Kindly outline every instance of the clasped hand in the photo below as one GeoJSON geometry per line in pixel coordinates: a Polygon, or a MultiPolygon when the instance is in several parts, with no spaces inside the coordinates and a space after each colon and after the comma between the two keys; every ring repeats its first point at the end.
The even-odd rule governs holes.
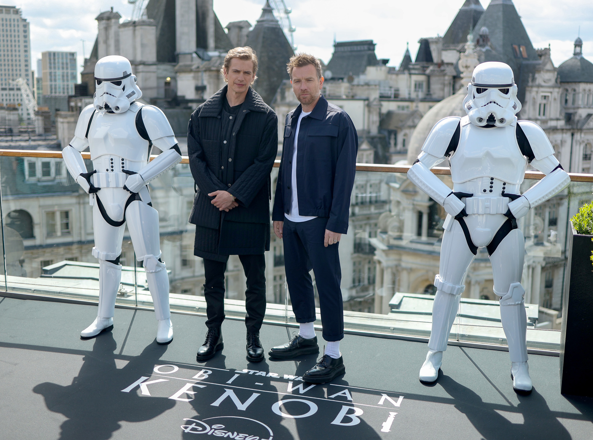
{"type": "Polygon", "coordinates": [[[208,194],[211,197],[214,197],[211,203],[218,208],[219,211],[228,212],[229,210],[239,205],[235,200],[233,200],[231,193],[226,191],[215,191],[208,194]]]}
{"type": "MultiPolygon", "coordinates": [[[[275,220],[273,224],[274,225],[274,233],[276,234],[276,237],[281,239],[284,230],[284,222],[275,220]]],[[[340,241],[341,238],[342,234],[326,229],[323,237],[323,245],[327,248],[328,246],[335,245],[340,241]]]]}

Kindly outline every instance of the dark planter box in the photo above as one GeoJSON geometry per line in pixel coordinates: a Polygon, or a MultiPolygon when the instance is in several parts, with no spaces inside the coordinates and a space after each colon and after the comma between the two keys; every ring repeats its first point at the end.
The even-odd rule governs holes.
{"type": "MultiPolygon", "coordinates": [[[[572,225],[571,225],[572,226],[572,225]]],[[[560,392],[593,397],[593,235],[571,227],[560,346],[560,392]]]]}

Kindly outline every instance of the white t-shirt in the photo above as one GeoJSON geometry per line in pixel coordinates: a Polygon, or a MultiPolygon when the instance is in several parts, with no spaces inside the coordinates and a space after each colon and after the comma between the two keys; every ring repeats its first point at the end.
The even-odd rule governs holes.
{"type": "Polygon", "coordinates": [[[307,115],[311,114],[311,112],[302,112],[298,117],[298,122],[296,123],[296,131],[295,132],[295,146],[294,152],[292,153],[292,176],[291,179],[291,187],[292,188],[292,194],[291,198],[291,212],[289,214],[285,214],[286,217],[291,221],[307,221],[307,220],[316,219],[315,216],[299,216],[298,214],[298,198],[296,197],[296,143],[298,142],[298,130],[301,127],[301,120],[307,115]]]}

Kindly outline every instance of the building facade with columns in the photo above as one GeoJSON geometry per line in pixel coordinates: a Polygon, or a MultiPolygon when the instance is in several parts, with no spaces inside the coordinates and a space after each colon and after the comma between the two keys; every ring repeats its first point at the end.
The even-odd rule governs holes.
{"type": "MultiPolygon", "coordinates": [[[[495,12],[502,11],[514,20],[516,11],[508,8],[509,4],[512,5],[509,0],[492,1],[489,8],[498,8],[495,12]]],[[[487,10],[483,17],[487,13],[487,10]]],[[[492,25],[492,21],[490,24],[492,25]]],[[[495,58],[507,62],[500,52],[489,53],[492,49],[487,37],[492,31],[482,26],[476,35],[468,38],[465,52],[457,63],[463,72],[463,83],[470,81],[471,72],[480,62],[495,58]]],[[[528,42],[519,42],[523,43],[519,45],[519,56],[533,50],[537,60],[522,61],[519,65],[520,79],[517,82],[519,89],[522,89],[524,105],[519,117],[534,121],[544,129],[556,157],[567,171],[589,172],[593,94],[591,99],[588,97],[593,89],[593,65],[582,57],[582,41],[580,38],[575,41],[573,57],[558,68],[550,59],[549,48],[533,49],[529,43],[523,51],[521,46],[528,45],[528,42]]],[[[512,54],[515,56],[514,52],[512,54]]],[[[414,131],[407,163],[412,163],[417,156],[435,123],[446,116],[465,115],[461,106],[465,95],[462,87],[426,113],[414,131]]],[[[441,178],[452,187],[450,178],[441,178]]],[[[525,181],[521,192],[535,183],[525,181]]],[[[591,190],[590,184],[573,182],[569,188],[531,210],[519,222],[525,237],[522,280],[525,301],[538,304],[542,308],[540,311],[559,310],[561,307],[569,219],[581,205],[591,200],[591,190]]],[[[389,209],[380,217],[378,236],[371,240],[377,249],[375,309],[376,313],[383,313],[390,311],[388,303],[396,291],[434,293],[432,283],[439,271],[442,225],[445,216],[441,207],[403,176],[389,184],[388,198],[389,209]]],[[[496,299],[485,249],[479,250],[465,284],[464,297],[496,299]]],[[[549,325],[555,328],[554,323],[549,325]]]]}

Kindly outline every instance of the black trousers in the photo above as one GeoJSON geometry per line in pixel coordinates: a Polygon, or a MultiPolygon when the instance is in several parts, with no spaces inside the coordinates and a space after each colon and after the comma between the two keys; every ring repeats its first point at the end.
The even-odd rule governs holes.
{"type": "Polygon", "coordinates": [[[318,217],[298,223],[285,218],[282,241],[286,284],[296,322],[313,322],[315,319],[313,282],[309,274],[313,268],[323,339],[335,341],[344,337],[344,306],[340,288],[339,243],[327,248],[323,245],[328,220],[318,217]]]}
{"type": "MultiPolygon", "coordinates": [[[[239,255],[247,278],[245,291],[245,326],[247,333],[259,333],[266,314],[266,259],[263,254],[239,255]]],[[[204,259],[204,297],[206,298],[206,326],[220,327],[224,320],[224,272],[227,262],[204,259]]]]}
########################################
Can you give the stretch from the line containing "Kindly outline every instance of the black" through the end of the data again, switching "black trousers" to "dark pants" and leaving everything else unchanged?

_Exercise solution:_
Kindly outline every instance of the dark pants in the photo above as one GeoJSON geometry per line in pixel coordinates: a Polygon, or a MultiPolygon when the instance is in several parts, with no spaces inside the coordinates and a space after each colon and after the comma between the two keys; every ring repeats its first point at the end.
The even-odd rule governs holes.
{"type": "Polygon", "coordinates": [[[318,217],[298,223],[285,218],[282,241],[286,284],[296,322],[313,322],[315,319],[313,282],[309,274],[313,268],[323,339],[335,341],[344,337],[344,306],[340,288],[339,243],[327,248],[323,245],[328,220],[318,217]]]}
{"type": "MultiPolygon", "coordinates": [[[[239,255],[247,278],[245,291],[245,326],[247,333],[259,333],[266,314],[266,259],[263,254],[239,255]]],[[[204,259],[204,297],[206,298],[206,326],[220,327],[224,320],[224,272],[227,262],[204,259]]]]}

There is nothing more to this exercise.